━━━━━ SOURCE PASSAGE
Perhaps it may turn out a sang,
Perhaps turn out a sermon.

-- R. Burns Epistle to a Young Friend

Monday, July 11, 2016

Preventing Soul Erosion

Gracious words are like a honeycomb, sweetness to the soul and health to the body. -- Proverbs 16:24

I am short on time today – although, I suppose, this day has twenty-four hours, too. 

I note that, if the proverb is true, it might follow that ungracious words could make us sick in soul and body.  One could conclude that a lack of courtesy, politeness, etiquette, and decent manners have contributed greatly to the current diseased state of our social structure and culture.  Vulgarity, rudeness, scorn, mockery, and snark pass for humor.  Snide, semi-clever put-downs are considered intelligent discourse. 

Robert Heinlein said that an armed society is a polite society.  Even in my youth, it was still the custom that a rude or offensive remark could be answered with a fist.  These days the vulgar are protected from retribution and are free to say anything to anyone anywhere.
━━━━━━━━━━
━━━━━ EXCERPTED DATA
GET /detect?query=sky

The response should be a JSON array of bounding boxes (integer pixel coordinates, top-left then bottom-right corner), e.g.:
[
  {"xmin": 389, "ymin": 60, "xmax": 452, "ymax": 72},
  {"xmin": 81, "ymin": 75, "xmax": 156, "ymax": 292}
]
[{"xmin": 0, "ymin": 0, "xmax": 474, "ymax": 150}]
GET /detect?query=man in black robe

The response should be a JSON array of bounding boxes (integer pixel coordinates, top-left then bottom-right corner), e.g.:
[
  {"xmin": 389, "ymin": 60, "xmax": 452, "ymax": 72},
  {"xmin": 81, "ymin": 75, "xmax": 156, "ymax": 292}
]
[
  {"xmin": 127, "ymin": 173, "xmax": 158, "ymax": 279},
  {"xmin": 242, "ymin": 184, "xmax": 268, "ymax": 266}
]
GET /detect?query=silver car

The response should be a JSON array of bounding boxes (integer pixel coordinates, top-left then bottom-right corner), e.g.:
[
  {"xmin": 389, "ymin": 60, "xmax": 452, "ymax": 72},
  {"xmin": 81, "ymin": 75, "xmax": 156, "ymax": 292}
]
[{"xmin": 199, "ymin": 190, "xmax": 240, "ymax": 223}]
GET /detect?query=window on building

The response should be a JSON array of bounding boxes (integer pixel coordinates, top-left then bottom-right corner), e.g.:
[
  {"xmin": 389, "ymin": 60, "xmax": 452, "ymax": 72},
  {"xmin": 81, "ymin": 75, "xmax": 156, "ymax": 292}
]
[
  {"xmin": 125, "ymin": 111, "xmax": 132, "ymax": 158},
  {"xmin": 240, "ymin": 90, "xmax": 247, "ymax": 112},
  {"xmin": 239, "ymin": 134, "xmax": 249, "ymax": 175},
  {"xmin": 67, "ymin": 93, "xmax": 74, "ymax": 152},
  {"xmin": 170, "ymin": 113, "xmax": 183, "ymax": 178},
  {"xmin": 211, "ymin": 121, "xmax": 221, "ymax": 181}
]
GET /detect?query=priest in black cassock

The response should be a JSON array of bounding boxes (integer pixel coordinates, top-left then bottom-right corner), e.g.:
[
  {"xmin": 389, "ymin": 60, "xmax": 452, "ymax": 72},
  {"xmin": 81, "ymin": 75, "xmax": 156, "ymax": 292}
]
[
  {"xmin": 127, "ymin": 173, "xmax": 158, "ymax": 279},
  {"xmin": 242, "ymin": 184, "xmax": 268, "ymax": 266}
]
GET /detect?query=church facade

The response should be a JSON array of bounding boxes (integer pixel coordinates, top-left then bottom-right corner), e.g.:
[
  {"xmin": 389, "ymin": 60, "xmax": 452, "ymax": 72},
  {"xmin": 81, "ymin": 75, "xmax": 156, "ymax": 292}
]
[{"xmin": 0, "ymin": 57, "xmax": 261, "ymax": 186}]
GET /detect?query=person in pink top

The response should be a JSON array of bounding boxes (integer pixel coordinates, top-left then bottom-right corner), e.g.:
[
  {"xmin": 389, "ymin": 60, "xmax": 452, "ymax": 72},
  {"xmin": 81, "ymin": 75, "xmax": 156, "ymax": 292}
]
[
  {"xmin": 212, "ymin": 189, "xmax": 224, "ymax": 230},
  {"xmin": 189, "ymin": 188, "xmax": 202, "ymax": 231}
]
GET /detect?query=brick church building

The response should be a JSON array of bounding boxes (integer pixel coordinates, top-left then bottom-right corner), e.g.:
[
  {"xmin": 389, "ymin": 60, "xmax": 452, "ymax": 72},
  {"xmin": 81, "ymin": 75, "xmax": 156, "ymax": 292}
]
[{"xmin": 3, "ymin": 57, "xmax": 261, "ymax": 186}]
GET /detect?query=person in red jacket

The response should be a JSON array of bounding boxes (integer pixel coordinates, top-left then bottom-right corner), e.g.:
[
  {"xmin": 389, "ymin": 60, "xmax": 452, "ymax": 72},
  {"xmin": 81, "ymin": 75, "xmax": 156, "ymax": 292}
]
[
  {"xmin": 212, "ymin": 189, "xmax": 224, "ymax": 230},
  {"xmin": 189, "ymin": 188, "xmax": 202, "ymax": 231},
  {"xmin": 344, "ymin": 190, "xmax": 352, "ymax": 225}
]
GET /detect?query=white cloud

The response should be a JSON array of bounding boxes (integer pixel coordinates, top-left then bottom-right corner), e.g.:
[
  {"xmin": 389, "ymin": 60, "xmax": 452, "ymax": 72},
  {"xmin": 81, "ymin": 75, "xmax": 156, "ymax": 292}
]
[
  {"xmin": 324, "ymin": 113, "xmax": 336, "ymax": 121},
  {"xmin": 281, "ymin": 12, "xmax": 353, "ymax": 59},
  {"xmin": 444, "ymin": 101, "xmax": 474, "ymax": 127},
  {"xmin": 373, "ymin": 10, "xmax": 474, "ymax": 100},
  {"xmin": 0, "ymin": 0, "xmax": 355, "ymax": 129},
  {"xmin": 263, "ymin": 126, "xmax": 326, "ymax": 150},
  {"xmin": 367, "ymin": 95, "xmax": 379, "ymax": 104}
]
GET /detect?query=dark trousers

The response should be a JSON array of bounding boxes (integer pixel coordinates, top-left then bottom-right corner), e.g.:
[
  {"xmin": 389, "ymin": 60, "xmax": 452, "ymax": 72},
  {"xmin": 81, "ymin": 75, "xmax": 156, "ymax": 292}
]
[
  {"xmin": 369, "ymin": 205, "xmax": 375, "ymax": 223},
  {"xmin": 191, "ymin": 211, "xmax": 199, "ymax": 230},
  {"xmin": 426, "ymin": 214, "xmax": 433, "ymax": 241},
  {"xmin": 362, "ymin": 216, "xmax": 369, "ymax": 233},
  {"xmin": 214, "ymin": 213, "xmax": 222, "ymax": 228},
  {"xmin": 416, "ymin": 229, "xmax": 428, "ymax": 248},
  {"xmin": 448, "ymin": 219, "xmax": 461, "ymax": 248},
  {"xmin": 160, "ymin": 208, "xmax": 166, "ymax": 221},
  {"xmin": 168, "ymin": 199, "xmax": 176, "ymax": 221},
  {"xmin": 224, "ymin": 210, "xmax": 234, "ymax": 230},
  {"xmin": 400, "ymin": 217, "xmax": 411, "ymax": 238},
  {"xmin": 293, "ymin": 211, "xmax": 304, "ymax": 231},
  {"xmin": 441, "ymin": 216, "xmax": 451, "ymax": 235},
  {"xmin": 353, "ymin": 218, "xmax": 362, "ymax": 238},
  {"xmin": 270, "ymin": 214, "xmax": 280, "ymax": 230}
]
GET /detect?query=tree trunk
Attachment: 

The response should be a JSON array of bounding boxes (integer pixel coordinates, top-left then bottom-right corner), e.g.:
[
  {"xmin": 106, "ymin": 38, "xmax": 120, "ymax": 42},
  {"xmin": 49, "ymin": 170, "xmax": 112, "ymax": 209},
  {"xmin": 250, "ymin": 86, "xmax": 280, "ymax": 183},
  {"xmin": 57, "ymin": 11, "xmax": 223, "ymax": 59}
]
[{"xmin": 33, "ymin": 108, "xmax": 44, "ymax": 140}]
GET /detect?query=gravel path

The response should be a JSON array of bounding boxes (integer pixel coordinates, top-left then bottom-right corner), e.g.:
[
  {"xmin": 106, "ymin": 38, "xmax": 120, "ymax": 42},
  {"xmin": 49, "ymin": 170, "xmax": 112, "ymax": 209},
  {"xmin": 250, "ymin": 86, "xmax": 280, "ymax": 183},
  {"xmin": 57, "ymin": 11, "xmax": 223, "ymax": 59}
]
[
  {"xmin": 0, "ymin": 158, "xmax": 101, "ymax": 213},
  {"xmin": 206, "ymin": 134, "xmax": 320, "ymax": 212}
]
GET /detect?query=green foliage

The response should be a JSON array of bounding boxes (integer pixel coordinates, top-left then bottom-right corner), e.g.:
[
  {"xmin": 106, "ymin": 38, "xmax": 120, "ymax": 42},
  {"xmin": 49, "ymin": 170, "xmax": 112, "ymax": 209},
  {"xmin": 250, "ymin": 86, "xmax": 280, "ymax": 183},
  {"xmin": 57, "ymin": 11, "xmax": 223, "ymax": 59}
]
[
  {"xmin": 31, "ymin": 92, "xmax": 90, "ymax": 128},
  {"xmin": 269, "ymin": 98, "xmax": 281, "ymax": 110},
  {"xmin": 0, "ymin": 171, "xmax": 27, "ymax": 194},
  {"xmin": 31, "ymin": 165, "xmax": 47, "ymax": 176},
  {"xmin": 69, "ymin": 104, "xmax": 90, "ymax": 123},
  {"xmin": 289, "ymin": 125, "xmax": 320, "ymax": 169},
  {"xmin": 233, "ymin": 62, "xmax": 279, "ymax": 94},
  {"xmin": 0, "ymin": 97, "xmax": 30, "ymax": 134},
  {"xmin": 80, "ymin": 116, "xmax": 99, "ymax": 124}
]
━━━━━━━━━━
• ASSIGNED TASK 1
Name every behavior that the post on preventing soul erosion says passes for humor.
• ASSIGNED TASK 2
Reproduce word for word the section of the soul-erosion post between "Gracious words are" and "twenty-four hours, too.", inclusive.

• ANSWER BOX 1
Vulgarity, rudeness, scorn, mockery, and snark.

• ANSWER BOX 2
Gracious words are like a honeycomb, sweetness to the soul and health to the body. -- Proverbs 16:24

I am short on time today – although, I suppose, this day has twenty-four hours, too.